Required task | Collect every line in the records below that contains the word "green". Matches must have the same capitalization.

Data drawn from a collection:
:::::
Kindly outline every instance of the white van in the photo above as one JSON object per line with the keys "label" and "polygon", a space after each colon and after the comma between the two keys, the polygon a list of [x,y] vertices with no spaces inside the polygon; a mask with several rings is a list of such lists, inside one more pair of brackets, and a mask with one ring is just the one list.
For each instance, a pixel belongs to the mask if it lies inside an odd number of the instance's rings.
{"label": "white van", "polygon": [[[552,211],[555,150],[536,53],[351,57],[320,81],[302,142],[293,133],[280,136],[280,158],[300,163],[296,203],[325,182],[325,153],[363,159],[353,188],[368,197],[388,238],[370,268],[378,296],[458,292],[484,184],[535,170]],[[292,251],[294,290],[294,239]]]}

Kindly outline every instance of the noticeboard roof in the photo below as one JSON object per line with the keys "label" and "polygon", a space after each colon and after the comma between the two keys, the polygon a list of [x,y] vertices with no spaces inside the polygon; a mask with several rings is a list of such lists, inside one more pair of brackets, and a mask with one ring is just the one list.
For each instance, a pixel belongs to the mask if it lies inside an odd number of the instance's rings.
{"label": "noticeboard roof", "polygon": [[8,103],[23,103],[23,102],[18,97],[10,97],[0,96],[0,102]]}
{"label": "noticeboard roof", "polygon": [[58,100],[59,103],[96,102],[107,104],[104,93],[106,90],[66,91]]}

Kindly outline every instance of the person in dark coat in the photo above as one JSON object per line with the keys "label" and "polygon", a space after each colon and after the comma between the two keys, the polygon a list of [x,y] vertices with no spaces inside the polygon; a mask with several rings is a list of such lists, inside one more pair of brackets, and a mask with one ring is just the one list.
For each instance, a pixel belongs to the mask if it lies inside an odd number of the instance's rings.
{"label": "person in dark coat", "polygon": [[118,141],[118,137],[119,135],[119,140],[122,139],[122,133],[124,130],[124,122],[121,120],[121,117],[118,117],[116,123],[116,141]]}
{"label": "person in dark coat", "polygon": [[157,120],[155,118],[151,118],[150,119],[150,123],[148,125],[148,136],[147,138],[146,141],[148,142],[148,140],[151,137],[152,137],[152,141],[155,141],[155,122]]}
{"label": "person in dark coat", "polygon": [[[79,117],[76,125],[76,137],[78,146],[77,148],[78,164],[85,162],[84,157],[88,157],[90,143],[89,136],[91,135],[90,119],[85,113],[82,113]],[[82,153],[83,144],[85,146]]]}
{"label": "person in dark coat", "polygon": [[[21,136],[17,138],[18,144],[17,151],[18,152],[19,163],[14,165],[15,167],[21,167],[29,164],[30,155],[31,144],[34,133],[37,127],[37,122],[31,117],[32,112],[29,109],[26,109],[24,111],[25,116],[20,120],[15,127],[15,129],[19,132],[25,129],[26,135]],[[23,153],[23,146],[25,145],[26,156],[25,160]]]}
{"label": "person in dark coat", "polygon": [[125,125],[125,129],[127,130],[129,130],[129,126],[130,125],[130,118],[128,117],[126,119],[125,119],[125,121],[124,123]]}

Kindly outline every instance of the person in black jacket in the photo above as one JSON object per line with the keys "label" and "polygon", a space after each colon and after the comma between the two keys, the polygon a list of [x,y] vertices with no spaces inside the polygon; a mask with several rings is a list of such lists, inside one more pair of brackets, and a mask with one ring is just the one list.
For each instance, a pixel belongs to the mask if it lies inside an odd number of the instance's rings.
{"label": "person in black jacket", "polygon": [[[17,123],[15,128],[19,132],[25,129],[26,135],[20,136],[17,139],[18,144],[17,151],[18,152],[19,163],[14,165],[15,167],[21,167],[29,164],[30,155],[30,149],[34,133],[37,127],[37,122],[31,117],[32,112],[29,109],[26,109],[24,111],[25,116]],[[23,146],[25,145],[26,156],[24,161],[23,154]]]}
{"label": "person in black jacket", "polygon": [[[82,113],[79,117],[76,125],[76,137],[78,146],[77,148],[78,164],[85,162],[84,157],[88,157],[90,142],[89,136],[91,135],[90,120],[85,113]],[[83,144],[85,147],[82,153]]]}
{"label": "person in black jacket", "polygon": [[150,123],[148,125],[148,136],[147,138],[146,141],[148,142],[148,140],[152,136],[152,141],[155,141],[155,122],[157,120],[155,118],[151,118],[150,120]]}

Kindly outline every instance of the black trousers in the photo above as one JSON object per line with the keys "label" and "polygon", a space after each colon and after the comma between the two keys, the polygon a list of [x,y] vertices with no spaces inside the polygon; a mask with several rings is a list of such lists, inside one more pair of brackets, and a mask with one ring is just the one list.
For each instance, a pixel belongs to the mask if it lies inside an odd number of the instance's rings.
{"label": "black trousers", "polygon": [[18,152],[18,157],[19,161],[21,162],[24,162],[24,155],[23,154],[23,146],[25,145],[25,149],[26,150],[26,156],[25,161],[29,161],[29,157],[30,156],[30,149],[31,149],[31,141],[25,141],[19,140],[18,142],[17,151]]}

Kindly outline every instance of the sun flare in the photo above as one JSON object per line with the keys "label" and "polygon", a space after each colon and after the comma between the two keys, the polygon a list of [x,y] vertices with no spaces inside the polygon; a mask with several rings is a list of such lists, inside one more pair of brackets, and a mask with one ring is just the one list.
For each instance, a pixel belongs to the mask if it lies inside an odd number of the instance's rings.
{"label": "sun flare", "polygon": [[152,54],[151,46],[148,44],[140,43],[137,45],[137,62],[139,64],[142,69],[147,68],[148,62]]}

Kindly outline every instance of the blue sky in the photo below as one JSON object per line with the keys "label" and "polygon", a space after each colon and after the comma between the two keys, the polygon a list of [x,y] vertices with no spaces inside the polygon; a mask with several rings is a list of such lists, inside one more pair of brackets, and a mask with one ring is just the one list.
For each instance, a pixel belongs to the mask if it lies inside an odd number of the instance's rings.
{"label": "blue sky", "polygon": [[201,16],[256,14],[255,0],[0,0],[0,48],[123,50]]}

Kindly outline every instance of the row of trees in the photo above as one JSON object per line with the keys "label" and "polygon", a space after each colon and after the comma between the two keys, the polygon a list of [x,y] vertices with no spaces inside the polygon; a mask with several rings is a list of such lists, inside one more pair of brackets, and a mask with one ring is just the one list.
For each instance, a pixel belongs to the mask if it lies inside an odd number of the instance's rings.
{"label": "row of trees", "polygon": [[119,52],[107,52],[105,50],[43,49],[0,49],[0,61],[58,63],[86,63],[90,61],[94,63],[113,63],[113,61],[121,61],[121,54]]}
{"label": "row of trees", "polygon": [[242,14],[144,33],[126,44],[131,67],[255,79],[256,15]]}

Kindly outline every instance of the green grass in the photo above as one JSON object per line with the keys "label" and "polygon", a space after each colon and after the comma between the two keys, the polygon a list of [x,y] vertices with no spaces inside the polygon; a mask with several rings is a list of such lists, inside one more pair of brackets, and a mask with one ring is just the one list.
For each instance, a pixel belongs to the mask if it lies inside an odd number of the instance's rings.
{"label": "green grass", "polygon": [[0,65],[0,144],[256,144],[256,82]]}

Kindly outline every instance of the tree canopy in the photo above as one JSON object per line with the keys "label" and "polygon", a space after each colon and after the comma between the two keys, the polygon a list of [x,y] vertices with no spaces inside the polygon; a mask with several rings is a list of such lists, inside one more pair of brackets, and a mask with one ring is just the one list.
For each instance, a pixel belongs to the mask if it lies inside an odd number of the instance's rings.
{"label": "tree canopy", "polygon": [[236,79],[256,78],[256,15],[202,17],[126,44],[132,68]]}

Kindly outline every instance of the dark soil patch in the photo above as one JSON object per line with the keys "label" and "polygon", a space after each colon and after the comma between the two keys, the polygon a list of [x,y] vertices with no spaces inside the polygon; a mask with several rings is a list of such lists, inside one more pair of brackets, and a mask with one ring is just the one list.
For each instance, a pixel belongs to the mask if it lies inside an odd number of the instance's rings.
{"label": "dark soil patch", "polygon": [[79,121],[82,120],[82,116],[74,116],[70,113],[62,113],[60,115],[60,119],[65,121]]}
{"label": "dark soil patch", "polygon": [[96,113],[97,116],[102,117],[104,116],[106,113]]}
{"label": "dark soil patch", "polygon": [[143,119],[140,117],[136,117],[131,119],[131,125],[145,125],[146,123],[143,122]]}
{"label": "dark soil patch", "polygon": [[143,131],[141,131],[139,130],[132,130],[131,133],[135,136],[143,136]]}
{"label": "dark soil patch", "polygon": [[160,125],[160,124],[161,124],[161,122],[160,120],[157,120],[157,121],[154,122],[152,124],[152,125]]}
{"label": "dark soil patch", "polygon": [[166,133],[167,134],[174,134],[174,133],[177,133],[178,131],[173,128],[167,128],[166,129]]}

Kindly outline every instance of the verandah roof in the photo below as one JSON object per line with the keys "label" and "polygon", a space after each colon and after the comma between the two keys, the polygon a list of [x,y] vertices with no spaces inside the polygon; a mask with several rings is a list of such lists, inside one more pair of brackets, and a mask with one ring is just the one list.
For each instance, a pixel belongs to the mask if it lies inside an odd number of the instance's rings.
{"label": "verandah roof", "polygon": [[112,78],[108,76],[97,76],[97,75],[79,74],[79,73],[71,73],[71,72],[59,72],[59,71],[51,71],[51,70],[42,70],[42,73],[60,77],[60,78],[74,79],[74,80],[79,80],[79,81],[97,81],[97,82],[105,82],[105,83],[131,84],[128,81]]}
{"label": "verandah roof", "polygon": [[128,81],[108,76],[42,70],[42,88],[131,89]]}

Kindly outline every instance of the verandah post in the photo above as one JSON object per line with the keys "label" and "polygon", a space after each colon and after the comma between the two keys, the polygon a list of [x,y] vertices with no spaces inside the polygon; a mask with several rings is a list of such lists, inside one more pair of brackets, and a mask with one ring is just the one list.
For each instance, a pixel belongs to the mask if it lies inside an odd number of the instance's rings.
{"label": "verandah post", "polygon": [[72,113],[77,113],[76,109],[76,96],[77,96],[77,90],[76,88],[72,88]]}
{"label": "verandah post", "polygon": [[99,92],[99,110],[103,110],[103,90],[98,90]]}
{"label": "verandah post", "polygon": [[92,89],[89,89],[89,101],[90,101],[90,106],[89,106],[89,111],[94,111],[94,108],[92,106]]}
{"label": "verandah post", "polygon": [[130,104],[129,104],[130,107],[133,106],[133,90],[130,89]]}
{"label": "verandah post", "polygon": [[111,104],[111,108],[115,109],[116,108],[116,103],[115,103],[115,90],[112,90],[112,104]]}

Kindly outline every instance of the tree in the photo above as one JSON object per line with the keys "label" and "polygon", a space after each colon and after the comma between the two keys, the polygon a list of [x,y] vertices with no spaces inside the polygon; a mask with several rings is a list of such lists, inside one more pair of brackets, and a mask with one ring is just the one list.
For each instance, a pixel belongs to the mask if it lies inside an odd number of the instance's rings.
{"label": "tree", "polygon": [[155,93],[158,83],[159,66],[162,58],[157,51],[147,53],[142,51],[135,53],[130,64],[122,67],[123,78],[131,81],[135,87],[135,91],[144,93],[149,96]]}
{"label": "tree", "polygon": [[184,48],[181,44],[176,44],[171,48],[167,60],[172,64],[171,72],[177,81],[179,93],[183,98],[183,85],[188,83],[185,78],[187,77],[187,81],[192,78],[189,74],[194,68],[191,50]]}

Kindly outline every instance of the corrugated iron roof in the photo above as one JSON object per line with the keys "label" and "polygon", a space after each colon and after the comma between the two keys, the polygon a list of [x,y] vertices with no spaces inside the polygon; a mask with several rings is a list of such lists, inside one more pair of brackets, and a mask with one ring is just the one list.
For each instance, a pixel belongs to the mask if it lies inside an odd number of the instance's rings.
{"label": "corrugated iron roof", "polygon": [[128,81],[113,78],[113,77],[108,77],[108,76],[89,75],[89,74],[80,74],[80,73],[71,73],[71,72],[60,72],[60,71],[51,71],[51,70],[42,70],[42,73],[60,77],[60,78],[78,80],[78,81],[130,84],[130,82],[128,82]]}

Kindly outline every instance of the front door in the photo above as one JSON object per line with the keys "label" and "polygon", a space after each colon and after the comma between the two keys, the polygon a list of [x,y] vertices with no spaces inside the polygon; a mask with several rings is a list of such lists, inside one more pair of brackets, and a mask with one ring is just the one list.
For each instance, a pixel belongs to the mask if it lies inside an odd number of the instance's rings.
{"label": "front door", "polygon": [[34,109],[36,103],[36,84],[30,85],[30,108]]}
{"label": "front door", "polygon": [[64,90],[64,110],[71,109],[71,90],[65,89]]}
:::::
Response to this exercise |
Kindly outline every instance of the green grass in the photo above as one JSON object per line with the keys "label" and "polygon", a space after each colon and after the comma between the two keys, the polygon a list of [x,y] vertices with no spaces inside the polygon; a mask with several rings is a list of such lists, inside one more pair of brackets, and a mask with one ring is just the one list.
{"label": "green grass", "polygon": [[0,65],[0,144],[256,144],[256,82]]}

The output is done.